### EXERCISE DETAILS:
Each record below should be reproduced as it is written, with pictures left out entirely.

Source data
......

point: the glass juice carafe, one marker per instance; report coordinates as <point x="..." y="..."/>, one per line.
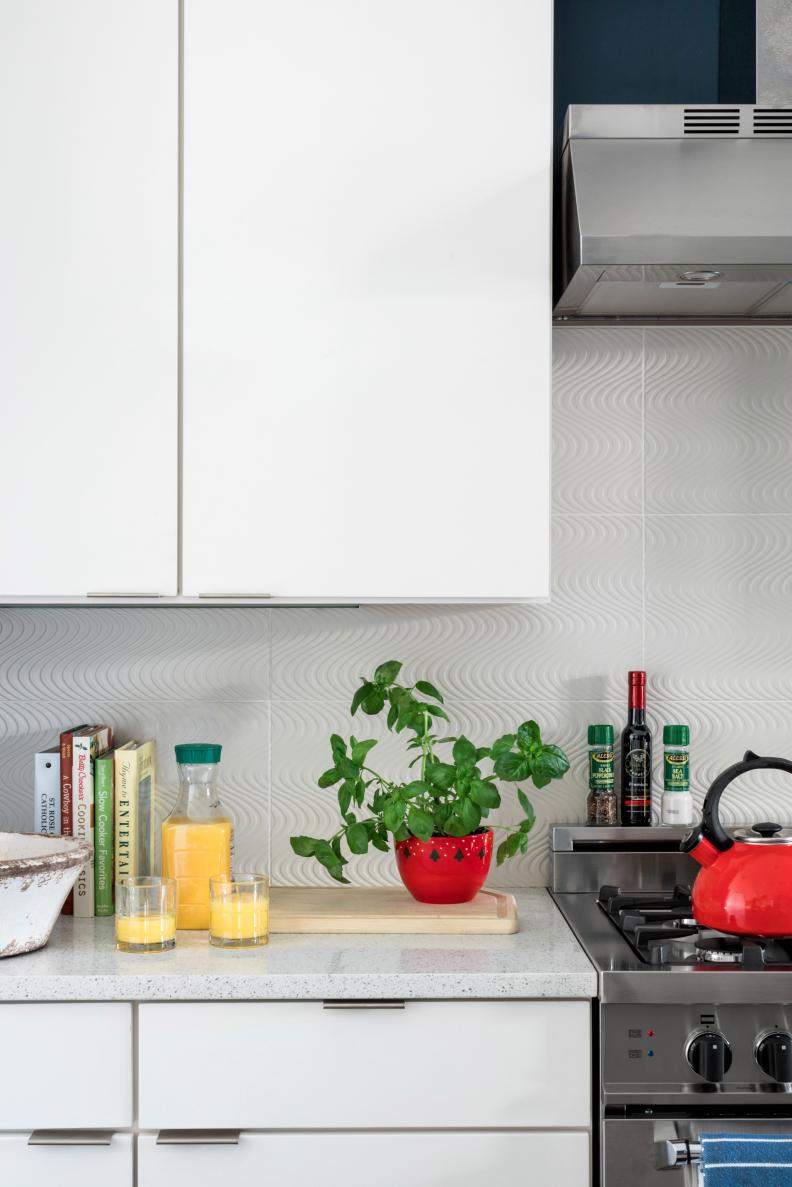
<point x="197" y="835"/>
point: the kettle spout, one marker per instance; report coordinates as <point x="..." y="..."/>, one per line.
<point x="701" y="849"/>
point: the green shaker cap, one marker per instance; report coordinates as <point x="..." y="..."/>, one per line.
<point x="198" y="751"/>
<point x="600" y="735"/>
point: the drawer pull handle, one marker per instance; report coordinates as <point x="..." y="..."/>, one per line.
<point x="70" y="1137"/>
<point x="362" y="1005"/>
<point x="124" y="595"/>
<point x="677" y="1154"/>
<point x="198" y="1137"/>
<point x="229" y="597"/>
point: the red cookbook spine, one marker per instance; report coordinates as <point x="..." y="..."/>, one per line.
<point x="65" y="798"/>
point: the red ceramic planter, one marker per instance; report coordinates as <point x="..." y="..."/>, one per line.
<point x="445" y="869"/>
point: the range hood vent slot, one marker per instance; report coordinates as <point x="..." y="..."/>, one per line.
<point x="773" y="121"/>
<point x="708" y="121"/>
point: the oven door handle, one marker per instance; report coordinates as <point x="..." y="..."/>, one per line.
<point x="677" y="1154"/>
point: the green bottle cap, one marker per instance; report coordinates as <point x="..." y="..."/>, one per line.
<point x="198" y="751"/>
<point x="600" y="735"/>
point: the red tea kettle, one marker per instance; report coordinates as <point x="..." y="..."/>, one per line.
<point x="745" y="886"/>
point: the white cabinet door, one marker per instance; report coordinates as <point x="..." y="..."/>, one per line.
<point x="367" y="298"/>
<point x="88" y="296"/>
<point x="65" y="1163"/>
<point x="359" y="1160"/>
<point x="431" y="1065"/>
<point x="65" y="1066"/>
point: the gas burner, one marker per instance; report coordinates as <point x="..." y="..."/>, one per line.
<point x="714" y="947"/>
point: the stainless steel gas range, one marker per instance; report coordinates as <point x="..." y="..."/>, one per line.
<point x="694" y="1028"/>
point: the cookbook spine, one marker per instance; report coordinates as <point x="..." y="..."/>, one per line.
<point x="67" y="740"/>
<point x="125" y="813"/>
<point x="103" y="856"/>
<point x="82" y="780"/>
<point x="46" y="792"/>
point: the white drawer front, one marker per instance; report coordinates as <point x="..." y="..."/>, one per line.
<point x="359" y="1160"/>
<point x="431" y="1065"/>
<point x="65" y="1166"/>
<point x="69" y="1066"/>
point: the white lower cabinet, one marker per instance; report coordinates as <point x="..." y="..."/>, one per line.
<point x="64" y="1163"/>
<point x="49" y="1054"/>
<point x="428" y="1065"/>
<point x="359" y="1160"/>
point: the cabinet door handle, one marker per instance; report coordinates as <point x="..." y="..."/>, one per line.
<point x="362" y="1005"/>
<point x="113" y="595"/>
<point x="234" y="597"/>
<point x="198" y="1137"/>
<point x="70" y="1137"/>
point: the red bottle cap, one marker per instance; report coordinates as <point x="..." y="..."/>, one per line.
<point x="637" y="686"/>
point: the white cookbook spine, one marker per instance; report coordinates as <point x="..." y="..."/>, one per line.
<point x="46" y="792"/>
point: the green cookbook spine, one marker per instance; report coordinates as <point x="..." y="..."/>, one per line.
<point x="103" y="837"/>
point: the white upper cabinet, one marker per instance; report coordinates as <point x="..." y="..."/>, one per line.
<point x="366" y="298"/>
<point x="88" y="296"/>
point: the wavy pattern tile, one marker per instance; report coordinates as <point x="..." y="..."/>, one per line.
<point x="597" y="420"/>
<point x="716" y="438"/>
<point x="703" y="581"/>
<point x="118" y="654"/>
<point x="575" y="647"/>
<point x="718" y="602"/>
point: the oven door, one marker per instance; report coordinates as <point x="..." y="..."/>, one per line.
<point x="664" y="1151"/>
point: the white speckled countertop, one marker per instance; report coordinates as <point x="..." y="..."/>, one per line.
<point x="81" y="963"/>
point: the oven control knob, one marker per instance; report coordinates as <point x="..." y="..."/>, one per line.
<point x="774" y="1055"/>
<point x="709" y="1055"/>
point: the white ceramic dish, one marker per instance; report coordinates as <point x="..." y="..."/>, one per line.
<point x="36" y="875"/>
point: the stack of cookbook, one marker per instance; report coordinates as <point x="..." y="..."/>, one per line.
<point x="86" y="787"/>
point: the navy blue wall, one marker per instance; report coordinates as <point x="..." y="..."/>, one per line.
<point x="654" y="51"/>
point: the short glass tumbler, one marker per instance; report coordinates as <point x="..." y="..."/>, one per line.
<point x="239" y="911"/>
<point x="145" y="914"/>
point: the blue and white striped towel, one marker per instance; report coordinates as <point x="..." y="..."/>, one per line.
<point x="747" y="1160"/>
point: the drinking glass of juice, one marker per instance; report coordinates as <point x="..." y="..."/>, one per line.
<point x="197" y="835"/>
<point x="239" y="911"/>
<point x="145" y="914"/>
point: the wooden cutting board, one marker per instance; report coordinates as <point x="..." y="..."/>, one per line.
<point x="387" y="909"/>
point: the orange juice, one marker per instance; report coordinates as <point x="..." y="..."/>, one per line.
<point x="192" y="852"/>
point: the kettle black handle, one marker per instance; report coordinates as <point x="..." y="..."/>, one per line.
<point x="711" y="827"/>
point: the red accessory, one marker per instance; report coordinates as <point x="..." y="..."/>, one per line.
<point x="637" y="690"/>
<point x="445" y="869"/>
<point x="743" y="884"/>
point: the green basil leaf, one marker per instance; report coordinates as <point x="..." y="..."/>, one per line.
<point x="455" y="826"/>
<point x="393" y="816"/>
<point x="512" y="767"/>
<point x="358" y="838"/>
<point x="439" y="774"/>
<point x="485" y="795"/>
<point x="373" y="702"/>
<point x="464" y="753"/>
<point x="360" y="749"/>
<point x="470" y="814"/>
<point x="348" y="768"/>
<point x="420" y="824"/>
<point x="386" y="673"/>
<point x="304" y="846"/>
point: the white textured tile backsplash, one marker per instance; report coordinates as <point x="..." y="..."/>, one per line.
<point x="672" y="535"/>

......

### ANSWER BELOW:
point: the glass juice carafe, one marker per instance; report coordinates as <point x="..." y="..."/>, one per line.
<point x="197" y="835"/>
point: the kettle spout, one marker per instance; report coordinates as <point x="..." y="..."/>, one per line.
<point x="701" y="849"/>
point: the green shaker cap, one marker per instance; report coordinates as <point x="..." y="..."/>, one per line.
<point x="198" y="751"/>
<point x="600" y="735"/>
point: the drawer pull handle, one marker per instance; report coordinates as <point x="..." y="..."/>, one per line.
<point x="70" y="1137"/>
<point x="362" y="1005"/>
<point x="124" y="595"/>
<point x="677" y="1154"/>
<point x="198" y="1137"/>
<point x="229" y="597"/>
point: the red cookbook spine, one marker per instance; report coordinates as <point x="..." y="..."/>, one per line.
<point x="65" y="798"/>
point: the red ceramic planter, one marker per instance; report coordinates as <point x="..." y="..."/>, one per line.
<point x="445" y="869"/>
point: the range hood vent slot, one marker per instance; report coordinates as <point x="..." y="..."/>, one per line.
<point x="773" y="121"/>
<point x="708" y="121"/>
point: the oven door handle, one marker per instance; report coordinates as <point x="..." y="..."/>, one per line.
<point x="677" y="1154"/>
point: the green bottle cap, one marker per instance; report coordinates as <point x="..." y="..."/>, one per line.
<point x="198" y="751"/>
<point x="600" y="735"/>
point: the red tea kettle, one marker per instance; report coordinates as <point x="..." y="..."/>, one per line.
<point x="745" y="886"/>
point: the white cabinet door, one marker per instance; report coordinates as <point x="..." y="..."/>, one per line.
<point x="367" y="298"/>
<point x="88" y="296"/>
<point x="65" y="1163"/>
<point x="359" y="1160"/>
<point x="431" y="1065"/>
<point x="65" y="1066"/>
point: the gas burner, one marker per instance; report coordinates as <point x="..." y="..."/>, one per line.
<point x="714" y="947"/>
point: the stainless steel gas range, one marker per instance; report coordinates as <point x="..." y="..."/>, one per line.
<point x="694" y="1028"/>
point: the cookbook spine, one marker per instance; report coordinates as <point x="..." y="..."/>, one per line.
<point x="67" y="740"/>
<point x="125" y="813"/>
<point x="103" y="856"/>
<point x="82" y="780"/>
<point x="46" y="792"/>
point: the white drawer front, one marker per instance; report coordinates as <point x="..." y="..."/>, one per line.
<point x="359" y="1160"/>
<point x="431" y="1065"/>
<point x="65" y="1166"/>
<point x="69" y="1066"/>
point: the white lower cabinet, one marker per instance; report coordinates as <point x="..." y="..."/>, one per line.
<point x="64" y="1163"/>
<point x="49" y="1054"/>
<point x="428" y="1065"/>
<point x="359" y="1160"/>
point: the cabinet door handle, one marker per instance; report coordinates as <point x="..." y="..."/>, one per line.
<point x="362" y="1005"/>
<point x="113" y="595"/>
<point x="234" y="597"/>
<point x="198" y="1137"/>
<point x="70" y="1137"/>
point: the red bottle cap, one marker per instance; report coordinates as <point x="..." y="..."/>, one per line.
<point x="637" y="686"/>
point: the white cookbook spine, one marker per instance; report coordinates as <point x="..." y="..."/>, one per line.
<point x="46" y="792"/>
point: the green cookbook spine, one marker per instance; report coordinates as <point x="..." y="..."/>, one per line.
<point x="103" y="837"/>
point: the white upper cabinet, one marker per instance; report coordinates as <point x="..." y="..."/>, one per line.
<point x="366" y="298"/>
<point x="88" y="296"/>
point: the wavy pattern tile, one marker per instance; report coordinates as <point x="..." y="..."/>, one per line.
<point x="597" y="420"/>
<point x="716" y="438"/>
<point x="703" y="581"/>
<point x="118" y="654"/>
<point x="575" y="647"/>
<point x="718" y="602"/>
point: the oven door, one marker per instance; report coordinates as <point x="..." y="..."/>, one per line.
<point x="664" y="1151"/>
point: the white speckled countertop, one marker per instance; report coordinates as <point x="..." y="..."/>, one per line.
<point x="81" y="963"/>
point: the oven control knob, one marker per instance; report coordinates as <point x="..." y="..."/>, one per line.
<point x="774" y="1055"/>
<point x="709" y="1055"/>
point: the white ceramic dish, one marker per instance; report coordinates as <point x="..." y="..."/>, one per line.
<point x="36" y="875"/>
point: the stack of cookbook, one marker per instance; report coordinates as <point x="..." y="..."/>, one per line.
<point x="86" y="787"/>
point: the navy blue wall, one marker per instance; report coordinates as <point x="..." y="..."/>, one per line.
<point x="654" y="51"/>
point: the short glass tumbler, one marker per instance; report coordinates as <point x="..." y="..."/>, one per line.
<point x="239" y="911"/>
<point x="145" y="914"/>
point: the blue and white striped towel, one marker per instance; report coordinates as <point x="..." y="..."/>, one per line.
<point x="747" y="1160"/>
point: the drinking glass of juice, one marker per instance; report coordinates as <point x="..." y="..."/>, one per line.
<point x="197" y="835"/>
<point x="239" y="911"/>
<point x="145" y="914"/>
point: the wooden cutting board, one marker per instance; report coordinates as <point x="..." y="..."/>, one per line.
<point x="387" y="909"/>
point: the orange juice, one marker per instance; report coordinates as <point x="..." y="..."/>, one per line.
<point x="192" y="852"/>
point: the kettle black handle, one marker per instance; report coordinates as <point x="..." y="..."/>, one per line.
<point x="711" y="827"/>
point: the red accessory, one marker per instance; report coordinates as <point x="..." y="..."/>, one per line.
<point x="637" y="690"/>
<point x="445" y="869"/>
<point x="743" y="884"/>
point: the green basil leaf, one marker per instance; report coordinates as <point x="..." y="..."/>, one per line.
<point x="455" y="826"/>
<point x="393" y="816"/>
<point x="512" y="767"/>
<point x="358" y="838"/>
<point x="439" y="774"/>
<point x="485" y="795"/>
<point x="373" y="702"/>
<point x="464" y="753"/>
<point x="360" y="749"/>
<point x="470" y="814"/>
<point x="348" y="768"/>
<point x="420" y="824"/>
<point x="386" y="673"/>
<point x="304" y="846"/>
point: the white textured tile backsplash, one marker per instance; report coordinates as <point x="..." y="..."/>, one per line.
<point x="672" y="535"/>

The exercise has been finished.